Start DATA ENTRIES

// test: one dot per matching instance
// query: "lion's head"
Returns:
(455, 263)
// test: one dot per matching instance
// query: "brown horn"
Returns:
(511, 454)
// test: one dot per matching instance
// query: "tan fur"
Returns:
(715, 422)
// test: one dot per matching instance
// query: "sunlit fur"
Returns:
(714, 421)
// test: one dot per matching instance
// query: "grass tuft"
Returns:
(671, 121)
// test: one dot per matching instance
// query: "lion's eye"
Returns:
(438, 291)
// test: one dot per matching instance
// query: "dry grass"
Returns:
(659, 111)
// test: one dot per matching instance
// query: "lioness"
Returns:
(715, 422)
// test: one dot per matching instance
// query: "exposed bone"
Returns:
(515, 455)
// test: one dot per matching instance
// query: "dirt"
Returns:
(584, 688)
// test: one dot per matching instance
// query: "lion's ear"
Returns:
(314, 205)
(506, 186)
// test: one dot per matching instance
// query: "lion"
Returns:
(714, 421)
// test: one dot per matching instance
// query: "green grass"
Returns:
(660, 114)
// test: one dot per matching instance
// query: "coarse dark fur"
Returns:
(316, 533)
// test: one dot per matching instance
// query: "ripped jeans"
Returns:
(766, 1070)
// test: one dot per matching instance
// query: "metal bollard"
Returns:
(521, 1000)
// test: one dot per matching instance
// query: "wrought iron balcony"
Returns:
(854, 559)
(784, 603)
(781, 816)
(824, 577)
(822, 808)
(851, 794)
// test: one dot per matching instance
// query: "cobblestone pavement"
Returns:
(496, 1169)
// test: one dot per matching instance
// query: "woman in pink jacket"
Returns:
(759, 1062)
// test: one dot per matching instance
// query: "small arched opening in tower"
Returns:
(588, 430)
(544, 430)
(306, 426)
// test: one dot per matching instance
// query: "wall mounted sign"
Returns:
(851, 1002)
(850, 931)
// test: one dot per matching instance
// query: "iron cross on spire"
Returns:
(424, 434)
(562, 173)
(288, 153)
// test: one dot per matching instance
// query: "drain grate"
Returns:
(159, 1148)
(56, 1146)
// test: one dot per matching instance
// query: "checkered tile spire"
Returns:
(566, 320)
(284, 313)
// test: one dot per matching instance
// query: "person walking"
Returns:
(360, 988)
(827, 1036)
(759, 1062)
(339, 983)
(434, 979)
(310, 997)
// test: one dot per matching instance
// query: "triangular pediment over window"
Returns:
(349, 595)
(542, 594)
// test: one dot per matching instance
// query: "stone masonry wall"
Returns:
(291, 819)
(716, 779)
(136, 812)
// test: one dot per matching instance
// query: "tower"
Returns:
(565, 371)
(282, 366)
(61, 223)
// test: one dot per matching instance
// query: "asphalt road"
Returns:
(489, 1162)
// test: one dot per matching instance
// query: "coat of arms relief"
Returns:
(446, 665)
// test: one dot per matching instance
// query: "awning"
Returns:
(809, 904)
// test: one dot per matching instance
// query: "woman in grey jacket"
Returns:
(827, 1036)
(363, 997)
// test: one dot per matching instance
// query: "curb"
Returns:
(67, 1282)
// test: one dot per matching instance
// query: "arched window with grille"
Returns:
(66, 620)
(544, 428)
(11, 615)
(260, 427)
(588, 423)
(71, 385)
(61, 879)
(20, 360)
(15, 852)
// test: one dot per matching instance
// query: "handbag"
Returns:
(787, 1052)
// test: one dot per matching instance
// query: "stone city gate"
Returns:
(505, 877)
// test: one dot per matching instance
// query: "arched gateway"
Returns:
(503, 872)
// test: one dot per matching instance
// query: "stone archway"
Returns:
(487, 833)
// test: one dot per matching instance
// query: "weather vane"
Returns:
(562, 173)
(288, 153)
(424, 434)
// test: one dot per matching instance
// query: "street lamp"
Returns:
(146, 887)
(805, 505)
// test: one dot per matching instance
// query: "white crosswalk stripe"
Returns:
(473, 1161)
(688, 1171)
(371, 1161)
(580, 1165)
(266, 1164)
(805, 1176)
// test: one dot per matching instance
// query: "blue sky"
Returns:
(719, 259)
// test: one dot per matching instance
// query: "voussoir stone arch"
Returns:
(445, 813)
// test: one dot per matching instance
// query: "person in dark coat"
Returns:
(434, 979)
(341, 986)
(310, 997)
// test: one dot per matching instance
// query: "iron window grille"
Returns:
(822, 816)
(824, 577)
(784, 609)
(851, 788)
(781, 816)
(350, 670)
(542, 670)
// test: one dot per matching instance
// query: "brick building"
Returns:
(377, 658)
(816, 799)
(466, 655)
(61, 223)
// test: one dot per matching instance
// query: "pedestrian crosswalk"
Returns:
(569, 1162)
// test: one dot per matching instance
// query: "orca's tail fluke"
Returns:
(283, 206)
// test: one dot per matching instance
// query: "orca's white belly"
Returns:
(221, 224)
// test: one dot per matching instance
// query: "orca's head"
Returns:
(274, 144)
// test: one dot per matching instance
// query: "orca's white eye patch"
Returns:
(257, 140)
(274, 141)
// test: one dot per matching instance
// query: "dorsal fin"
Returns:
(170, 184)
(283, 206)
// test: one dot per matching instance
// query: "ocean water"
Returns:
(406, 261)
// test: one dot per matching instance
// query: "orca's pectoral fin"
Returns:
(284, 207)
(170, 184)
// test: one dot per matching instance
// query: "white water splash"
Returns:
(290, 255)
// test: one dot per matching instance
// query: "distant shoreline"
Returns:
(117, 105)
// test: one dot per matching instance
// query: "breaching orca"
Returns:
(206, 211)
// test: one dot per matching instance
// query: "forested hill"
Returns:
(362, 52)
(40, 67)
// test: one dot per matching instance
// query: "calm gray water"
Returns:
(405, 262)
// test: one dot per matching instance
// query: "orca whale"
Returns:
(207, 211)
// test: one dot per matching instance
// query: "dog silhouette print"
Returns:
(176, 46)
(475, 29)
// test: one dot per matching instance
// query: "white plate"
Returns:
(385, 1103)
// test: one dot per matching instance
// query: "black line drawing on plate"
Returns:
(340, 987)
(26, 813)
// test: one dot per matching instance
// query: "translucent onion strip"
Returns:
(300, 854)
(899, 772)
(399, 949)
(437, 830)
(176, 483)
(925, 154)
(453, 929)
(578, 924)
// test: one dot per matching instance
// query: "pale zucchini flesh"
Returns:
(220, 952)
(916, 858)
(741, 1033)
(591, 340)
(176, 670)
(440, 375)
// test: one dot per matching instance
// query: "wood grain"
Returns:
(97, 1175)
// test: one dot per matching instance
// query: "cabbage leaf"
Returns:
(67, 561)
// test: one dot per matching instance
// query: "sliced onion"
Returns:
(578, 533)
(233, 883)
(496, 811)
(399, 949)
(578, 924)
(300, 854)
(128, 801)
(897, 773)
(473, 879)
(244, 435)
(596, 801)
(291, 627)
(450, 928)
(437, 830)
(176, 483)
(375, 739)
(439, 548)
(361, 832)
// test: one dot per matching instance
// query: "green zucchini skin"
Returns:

End DATA ENTRIES

## PROBLEM
Retype the records above exactly.

## EXERCISE RESPONSE
// test: one dot per matching instance
// query: "lion's head"
Returns:
(455, 263)
// test: one dot per matching instance
// query: "brown horn"
Returns:
(511, 454)
// test: one dot per matching instance
// query: "tan fur"
Returns:
(715, 422)
// test: one dot per matching instance
// query: "sunlit fur"
Returns:
(714, 421)
// test: one dot per matching instance
// query: "grass tuft"
Returns:
(671, 121)
// test: one dot per matching instance
// query: "lion's eye"
Returns:
(438, 291)
// test: one dot per matching instance
// query: "dry grass"
Returns:
(659, 111)
// test: one dot per matching instance
// query: "lioness"
Returns:
(715, 422)
// test: one dot per matching instance
// query: "exposed bone"
Returns:
(515, 455)
// test: one dot per matching instance
// query: "dirt"
Returns:
(584, 688)
// test: one dot per matching instance
// query: "lion's ear"
Returns:
(314, 205)
(506, 186)
// test: one dot per matching instance
// query: "lion"
Returns:
(714, 421)
// test: one dot per matching instance
// query: "green grass"
Returns:
(660, 114)
// test: one dot per matching instance
// query: "coarse dark fur"
Returns:
(316, 533)
// test: one dot per matching instance
// query: "ripped jeans"
Returns:
(766, 1070)
// test: one dot per matching instance
// query: "metal bollard"
Returns:
(521, 1000)
// test: one dot per matching instance
// query: "wrought iron balcony"
Returns:
(854, 559)
(784, 603)
(781, 816)
(824, 577)
(822, 808)
(851, 794)
// test: one dot per matching instance
// query: "cobblestone pavement"
Returns:
(496, 1169)
// test: one dot per matching instance
// query: "woman in pink jacket"
Returns:
(759, 1062)
// test: one dot per matching instance
// query: "small arched opening in tower"
Returns:
(588, 430)
(544, 430)
(306, 426)
// test: one dot per matching instance
// query: "wall mounted sign"
Returns:
(851, 1002)
(850, 931)
// test: one dot per matching instance
// query: "iron cross on spire"
Returns:
(424, 434)
(562, 173)
(288, 153)
// test: one dot per matching instance
// query: "drain grate"
Returns:
(159, 1148)
(56, 1146)
// test: one dot per matching instance
// query: "checkered tile spire"
Returns:
(566, 320)
(284, 313)
// test: one dot per matching instance
// query: "person walking"
Returns:
(360, 988)
(827, 1036)
(759, 1062)
(339, 983)
(434, 979)
(310, 997)
// test: one dot per matching instance
// query: "triangular pediment over window"
Returns:
(349, 595)
(542, 594)
// test: one dot per matching instance
// query: "stone masonry wall"
Returns:
(291, 819)
(716, 779)
(136, 812)
// test: one dot per matching instance
// query: "tower"
Returns:
(565, 371)
(282, 366)
(61, 223)
// test: one dot per matching instance
// query: "asphalt road"
Returns:
(489, 1162)
// test: one dot per matching instance
// query: "coat of arms relief"
Returns:
(446, 665)
// test: one dot per matching instance
// query: "awning"
Returns:
(809, 904)
// test: one dot per matching instance
// query: "woman in grey jacket"
Returns:
(827, 1036)
(363, 997)
// test: one dot per matching instance
// query: "curb"
Returns:
(67, 1282)
// test: one dot per matching instance
// query: "arched window with grille"
Returns:
(66, 620)
(544, 428)
(11, 615)
(260, 427)
(588, 423)
(71, 385)
(61, 879)
(20, 360)
(15, 852)
// test: one dot per matching instance
// query: "handbag"
Returns:
(787, 1052)
// test: one dot per matching instance
// query: "stone city gate"
Returns:
(505, 877)
// test: one dot per matching instance
// query: "arched gateway"
Returns:
(503, 872)
// test: one dot per matching instance
// query: "stone archway"
Returns:
(487, 833)
// test: one dot per matching instance
// query: "weather vane"
Returns:
(562, 173)
(288, 153)
(424, 434)
// test: one dot per matching instance
// query: "street lamp"
Returns:
(146, 887)
(805, 505)
// test: one dot per matching instance
// query: "white crosswalk stripe"
Returns:
(473, 1161)
(688, 1171)
(371, 1161)
(580, 1165)
(266, 1164)
(805, 1176)
// test: one dot per matching instance
// query: "blue sky"
Returns:
(719, 259)
// test: one dot per matching instance
// query: "voussoir stone arch"
Returns:
(445, 813)
// test: one dot per matching instance
// query: "person in dark coat"
Returns:
(434, 979)
(341, 986)
(310, 997)
// test: one dot per matching instance
// query: "iron window grille"
Returns:
(822, 816)
(824, 577)
(784, 609)
(851, 788)
(781, 816)
(350, 670)
(542, 670)
// test: one dot per matching instance
// query: "brick building"
Returns:
(377, 658)
(816, 799)
(466, 655)
(61, 223)
// test: one dot per matching instance
// query: "pedestrian crosswalk"
Returns:
(569, 1162)
// test: one dot per matching instance
// query: "orca's tail fluke"
Returns:
(283, 206)
// test: one dot per matching instance
// query: "orca's white belly"
Returns:
(221, 224)
// test: one dot per matching instance
// query: "orca's head"
Returns:
(274, 144)
// test: one dot per matching instance
// query: "orca's white eye patch"
Returns:
(257, 140)
(274, 141)
// test: one dot per matching instance
// query: "dorsal fin"
Returns:
(170, 184)
(283, 206)
// test: one dot per matching instance
// query: "ocean water"
Returns:
(406, 261)
// test: one dot per matching instance
// query: "orca's pectoral fin"
Returns:
(284, 207)
(170, 184)
// test: one dot per matching instance
// query: "white water splash"
Returns:
(290, 255)
// test: one dot per matching instance
// query: "distant shoreline"
Returns:
(117, 105)
// test: one dot per matching instance
// query: "breaching orca"
Returns:
(206, 211)
// test: one dot per matching instance
// query: "forested hill"
Returns:
(362, 52)
(40, 67)
// test: one dot per matching instance
// query: "calm gray water"
Returns:
(405, 262)
// test: one dot per matching instance
// query: "orca whale"
Returns:
(207, 211)
// test: one dot per matching instance
// query: "dog silhouette print"
Returns:
(176, 46)
(475, 29)
// test: one dot per matching instance
// query: "white plate"
Returns:
(385, 1103)
// test: one dot per matching instance
// query: "black line drawing on plate"
Returns:
(340, 987)
(26, 813)
// test: one dot per matching instance
// query: "translucent onion strip"
Returns:
(300, 854)
(899, 772)
(399, 949)
(437, 830)
(176, 483)
(925, 154)
(453, 929)
(578, 924)
// test: one dot per matching instance
// query: "pale zucchini flesh"
Returns:
(220, 952)
(916, 858)
(741, 1033)
(591, 340)
(176, 670)
(440, 375)
// test: one dot per matching instance
// query: "wood grain"
Returns:
(97, 1175)
// test: one dot per matching instance
// query: "cabbage leaf"
Returns:
(67, 561)
// test: one dot per matching instance
// query: "sliced onion"
Returns:
(578, 533)
(233, 883)
(496, 811)
(399, 949)
(578, 924)
(300, 854)
(128, 801)
(897, 773)
(473, 879)
(244, 435)
(596, 801)
(291, 627)
(450, 928)
(437, 830)
(176, 483)
(375, 739)
(439, 548)
(361, 832)
// test: one dot per matching instance
// query: "green zucchini skin"
Returns:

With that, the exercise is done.